→ **EXTRACTED TEXT**:
....................

There is no mathematical justification for a $43 XOM share price if the company really can earn $4.18 next year. However, as the Goldman report points out, the company has an uneven record of beating consensus estimates, with only a 55% rate of beating consensus over the past five years. That is an indication of how poorly the current generation of analysts forecasts earnings, not anything to do with Exxon’s earnings performance. As I noted in my Forbes piece, Exxon has been solidly cash flow positive even in the throes of the Covid Crisis, and a better economic outlook combined with a much smaller capex budget implies that Exxon can produce excess cash flow (after dividend and capex) in 2021, not just positive operating cash flow (before capex.)
Exxon is cheap, but, as always, surrounded by noise. A Google GOOG search on Exxon will return a series of weird, incredibly one-sided CNN articles on “shareholder turmoil” at XOM. If you are smart enough to make it this far in my article, you cannot possibly be dumb enough to get your financial news from CNN. After months of blatantly twisting facts and engaging in ad hominem, fallacious arguments against our current President, CNN has apparently turned its mendacity machine against hydrocarbon companies. Ignore them. Wall Street certainly does. There is no turmoil at Exxon. Management simply needs to execute better.

....................

→ **TASKS TO CARRY OUT**:
1. According to the Exxon commentary, how often has the company beaten consensus estimates over the past five years?
2. Copy the passage of the Exxon commentary that begins at the words "There is no mathematical" and stops after the words "flow (before capex.)".
3. Proceed with the Exxon commentary from the point at which it stops.

[Referring expression pointing data]

....................

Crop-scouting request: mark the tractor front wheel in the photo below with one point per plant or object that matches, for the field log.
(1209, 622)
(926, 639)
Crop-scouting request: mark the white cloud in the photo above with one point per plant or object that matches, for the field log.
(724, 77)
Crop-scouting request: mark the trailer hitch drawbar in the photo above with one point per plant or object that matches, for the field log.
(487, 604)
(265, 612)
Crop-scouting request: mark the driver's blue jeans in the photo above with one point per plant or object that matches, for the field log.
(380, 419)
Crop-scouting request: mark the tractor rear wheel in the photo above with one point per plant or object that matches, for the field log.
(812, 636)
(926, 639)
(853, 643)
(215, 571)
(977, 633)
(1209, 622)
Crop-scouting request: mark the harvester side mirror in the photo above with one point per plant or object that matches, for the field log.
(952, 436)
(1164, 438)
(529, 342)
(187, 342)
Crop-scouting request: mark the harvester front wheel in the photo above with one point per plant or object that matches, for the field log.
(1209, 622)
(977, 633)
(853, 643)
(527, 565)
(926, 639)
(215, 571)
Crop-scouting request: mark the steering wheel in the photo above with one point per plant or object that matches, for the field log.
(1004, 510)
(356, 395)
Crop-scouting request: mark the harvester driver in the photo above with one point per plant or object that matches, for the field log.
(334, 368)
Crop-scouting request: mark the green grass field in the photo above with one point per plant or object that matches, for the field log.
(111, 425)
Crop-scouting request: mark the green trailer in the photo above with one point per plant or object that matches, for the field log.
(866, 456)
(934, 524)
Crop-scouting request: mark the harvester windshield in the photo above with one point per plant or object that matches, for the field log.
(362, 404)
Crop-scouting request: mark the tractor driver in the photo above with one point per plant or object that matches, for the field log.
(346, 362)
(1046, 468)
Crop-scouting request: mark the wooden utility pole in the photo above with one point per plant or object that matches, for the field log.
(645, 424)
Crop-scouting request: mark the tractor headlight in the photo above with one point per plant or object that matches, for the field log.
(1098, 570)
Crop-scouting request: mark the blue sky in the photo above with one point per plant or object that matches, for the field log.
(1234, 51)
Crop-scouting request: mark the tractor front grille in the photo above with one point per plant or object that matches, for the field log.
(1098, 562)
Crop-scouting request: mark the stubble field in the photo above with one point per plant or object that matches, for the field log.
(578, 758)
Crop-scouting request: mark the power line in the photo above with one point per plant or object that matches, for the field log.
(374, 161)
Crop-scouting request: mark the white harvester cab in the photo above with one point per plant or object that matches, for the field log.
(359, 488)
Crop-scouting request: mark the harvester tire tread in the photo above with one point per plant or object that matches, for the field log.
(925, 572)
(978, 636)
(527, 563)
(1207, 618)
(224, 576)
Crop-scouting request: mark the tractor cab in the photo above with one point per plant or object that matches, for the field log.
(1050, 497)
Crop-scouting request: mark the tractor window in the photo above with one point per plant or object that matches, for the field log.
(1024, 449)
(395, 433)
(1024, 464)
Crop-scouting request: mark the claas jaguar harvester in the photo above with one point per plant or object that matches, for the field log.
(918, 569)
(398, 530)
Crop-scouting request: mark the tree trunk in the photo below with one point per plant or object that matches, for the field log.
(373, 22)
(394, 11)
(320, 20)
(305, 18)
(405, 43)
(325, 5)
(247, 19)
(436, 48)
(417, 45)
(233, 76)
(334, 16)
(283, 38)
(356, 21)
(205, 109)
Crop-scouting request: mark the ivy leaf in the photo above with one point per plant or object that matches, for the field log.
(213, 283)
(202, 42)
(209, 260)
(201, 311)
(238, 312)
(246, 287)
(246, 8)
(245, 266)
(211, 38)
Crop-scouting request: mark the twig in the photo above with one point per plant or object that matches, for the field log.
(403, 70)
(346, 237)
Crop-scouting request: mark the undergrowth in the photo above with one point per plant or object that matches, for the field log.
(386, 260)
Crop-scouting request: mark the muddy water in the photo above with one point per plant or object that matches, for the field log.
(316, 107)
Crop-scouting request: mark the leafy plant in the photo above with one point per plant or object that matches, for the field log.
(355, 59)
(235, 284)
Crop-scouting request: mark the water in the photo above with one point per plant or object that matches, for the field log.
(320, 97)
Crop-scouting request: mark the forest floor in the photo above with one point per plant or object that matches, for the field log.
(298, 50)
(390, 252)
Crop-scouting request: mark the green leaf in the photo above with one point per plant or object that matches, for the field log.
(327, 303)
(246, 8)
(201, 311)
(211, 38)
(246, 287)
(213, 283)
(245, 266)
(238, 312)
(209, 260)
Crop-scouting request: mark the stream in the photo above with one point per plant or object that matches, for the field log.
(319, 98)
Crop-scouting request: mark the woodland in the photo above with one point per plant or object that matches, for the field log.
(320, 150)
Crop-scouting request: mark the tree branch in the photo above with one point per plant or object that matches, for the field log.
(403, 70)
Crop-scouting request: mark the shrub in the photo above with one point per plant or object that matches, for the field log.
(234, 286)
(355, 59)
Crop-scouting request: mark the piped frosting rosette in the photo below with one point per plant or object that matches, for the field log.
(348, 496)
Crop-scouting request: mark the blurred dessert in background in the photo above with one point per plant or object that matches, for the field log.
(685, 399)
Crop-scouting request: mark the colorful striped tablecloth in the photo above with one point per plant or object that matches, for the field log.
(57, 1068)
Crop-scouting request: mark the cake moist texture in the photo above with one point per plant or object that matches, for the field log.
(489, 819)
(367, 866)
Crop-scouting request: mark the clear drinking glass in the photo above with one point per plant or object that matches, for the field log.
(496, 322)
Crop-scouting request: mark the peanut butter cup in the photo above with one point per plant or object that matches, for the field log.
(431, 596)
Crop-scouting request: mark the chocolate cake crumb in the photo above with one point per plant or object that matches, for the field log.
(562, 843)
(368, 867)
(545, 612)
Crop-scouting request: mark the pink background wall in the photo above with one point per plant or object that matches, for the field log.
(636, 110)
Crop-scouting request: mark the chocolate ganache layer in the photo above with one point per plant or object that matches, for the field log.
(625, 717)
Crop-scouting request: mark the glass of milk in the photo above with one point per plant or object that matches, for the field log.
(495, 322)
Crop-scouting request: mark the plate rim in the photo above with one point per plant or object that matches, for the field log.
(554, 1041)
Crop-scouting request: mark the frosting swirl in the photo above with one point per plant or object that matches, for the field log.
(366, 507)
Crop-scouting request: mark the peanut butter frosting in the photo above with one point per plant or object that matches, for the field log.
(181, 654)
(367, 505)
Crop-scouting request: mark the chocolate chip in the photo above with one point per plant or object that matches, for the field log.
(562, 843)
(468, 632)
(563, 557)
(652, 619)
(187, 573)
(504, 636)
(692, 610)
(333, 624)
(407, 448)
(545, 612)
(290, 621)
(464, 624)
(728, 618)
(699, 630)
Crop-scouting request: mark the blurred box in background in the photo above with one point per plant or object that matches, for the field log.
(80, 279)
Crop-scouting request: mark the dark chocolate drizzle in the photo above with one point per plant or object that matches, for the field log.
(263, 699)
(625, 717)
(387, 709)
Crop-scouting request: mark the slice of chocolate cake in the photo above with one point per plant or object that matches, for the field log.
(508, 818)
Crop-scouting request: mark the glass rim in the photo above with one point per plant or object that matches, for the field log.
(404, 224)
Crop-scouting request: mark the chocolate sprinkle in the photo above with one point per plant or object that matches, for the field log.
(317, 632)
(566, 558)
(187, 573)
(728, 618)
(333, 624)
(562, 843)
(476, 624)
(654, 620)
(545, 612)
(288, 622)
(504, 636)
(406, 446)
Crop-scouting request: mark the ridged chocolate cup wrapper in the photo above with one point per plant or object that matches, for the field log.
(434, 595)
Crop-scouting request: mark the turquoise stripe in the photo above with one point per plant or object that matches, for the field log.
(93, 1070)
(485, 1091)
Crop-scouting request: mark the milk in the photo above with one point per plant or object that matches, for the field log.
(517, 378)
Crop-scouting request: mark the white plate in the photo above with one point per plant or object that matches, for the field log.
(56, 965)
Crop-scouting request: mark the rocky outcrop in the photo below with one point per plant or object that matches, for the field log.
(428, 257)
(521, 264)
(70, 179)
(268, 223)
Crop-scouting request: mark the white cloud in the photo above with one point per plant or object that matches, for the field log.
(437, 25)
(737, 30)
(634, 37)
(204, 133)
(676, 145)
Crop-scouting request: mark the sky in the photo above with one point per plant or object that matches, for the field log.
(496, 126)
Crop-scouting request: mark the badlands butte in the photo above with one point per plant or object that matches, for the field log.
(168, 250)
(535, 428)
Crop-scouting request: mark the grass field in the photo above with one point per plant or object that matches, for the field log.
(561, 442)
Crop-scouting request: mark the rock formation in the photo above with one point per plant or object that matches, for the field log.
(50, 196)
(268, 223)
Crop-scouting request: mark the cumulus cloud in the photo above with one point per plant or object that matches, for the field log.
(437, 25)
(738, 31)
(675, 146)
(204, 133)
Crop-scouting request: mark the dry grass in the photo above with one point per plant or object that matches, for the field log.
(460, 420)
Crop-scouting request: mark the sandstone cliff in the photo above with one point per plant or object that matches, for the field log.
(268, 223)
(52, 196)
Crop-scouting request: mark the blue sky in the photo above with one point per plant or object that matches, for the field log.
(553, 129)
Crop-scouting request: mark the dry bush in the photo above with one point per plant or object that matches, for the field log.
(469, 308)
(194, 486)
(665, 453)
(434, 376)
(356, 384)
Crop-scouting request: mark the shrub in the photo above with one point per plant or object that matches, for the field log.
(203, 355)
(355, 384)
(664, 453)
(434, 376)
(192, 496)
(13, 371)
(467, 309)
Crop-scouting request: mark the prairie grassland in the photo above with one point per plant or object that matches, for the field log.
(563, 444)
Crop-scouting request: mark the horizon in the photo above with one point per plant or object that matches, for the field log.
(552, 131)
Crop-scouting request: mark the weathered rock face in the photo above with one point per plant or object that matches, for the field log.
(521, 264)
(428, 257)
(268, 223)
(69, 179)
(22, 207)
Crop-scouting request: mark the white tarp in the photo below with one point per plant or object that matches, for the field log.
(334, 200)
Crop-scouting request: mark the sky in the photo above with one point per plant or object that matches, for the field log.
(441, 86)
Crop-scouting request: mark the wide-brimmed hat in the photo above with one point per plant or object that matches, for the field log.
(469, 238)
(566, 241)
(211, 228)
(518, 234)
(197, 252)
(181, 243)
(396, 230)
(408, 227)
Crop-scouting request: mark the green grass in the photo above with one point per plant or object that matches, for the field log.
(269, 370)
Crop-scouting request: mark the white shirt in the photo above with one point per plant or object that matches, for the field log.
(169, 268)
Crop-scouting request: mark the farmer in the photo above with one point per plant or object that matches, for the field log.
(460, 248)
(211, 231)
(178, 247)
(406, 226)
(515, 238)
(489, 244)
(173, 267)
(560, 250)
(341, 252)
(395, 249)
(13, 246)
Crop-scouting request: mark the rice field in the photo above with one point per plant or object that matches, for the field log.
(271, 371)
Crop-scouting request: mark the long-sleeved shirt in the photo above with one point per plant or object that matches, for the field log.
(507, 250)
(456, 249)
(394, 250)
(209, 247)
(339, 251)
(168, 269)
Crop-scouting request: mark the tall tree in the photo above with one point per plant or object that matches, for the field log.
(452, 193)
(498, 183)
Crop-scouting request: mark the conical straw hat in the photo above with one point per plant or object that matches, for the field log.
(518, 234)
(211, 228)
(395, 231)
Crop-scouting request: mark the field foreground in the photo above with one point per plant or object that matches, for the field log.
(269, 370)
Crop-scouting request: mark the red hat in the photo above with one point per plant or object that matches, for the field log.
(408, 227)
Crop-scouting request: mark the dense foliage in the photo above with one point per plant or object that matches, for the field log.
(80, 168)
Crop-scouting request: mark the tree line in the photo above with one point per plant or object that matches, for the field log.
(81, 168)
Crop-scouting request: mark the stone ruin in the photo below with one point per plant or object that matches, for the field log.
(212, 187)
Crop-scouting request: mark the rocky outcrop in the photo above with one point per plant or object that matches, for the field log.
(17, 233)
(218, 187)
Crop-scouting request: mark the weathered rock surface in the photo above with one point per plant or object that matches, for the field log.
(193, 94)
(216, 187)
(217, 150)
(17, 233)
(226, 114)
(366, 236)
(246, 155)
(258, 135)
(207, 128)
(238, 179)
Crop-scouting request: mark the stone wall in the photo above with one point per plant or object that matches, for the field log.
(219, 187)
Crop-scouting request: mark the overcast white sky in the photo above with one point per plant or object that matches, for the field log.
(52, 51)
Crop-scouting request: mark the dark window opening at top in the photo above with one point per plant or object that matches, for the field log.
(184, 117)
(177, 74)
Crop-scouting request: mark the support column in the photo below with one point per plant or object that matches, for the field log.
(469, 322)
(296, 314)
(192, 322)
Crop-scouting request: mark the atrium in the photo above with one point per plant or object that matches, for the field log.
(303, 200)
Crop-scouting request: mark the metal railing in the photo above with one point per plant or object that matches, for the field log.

....................

→ **ANSWERS FOR THIS EXERCISE**:
1. It has beaten consensus 55% of the time over the past five years.

2.
There is no mathematical justification for a $43 XOM share price if the company really can earn $4.18 next year. However, as the Goldman report points out, the company has an uneven record of beating consensus estimates, with only a 55% rate of beating consensus over the past five years. That is an indication of how poorly the current generation of analysts forecasts earnings, not anything to do with Exxon’s earnings performance. As I noted in my Forbes piece, Exxon has been solidly cash flow positive even in the throes of the Covid Crisis, and a better economic outlook combined with a much smaller capex budget implies that Exxon can produce excess cash flow (after dividend and capex) in 2021, not just positive operating cash flow (before capex.)

3.
So, that’s what we will see as we move into 2021. Exxon shares should be bolstered by a tide of rising earnings estimates (if Goldman’s analysis is correct.) To say XOM stock is under-owned by the “woke,” ESG-loving drones who pontificate on the nation’s second-most watched financial news network (CNBC) would be an understatement.
It’s all about execution for Exxon now. Woods has a terrible record as CEO—as measured by XOM share price, which is the only metric that really matters—but Wall Street is finding value in his giant. With huge recent discoveries in the Caribbean—offshore Guyana and Suriname—and a massive liquefied natural gas operation in Papua New Guinea (PNG,) Exxon is incredibly well-positioned to supply hydrocarbons to the world’s emerging economies without upsetting “woke’ anti-hydrocarbon/anti-progress “activist” governments in the West. This needs to show up in the bottom line, and, as Goldman correctly notes, it will begin to in 2021.
Buy Exxon shares to play the tremendous tailwind for earnings. If you already own them, continue to hold them for the support that earnings tailwind will provide to the already ridiculous 8.0% yield.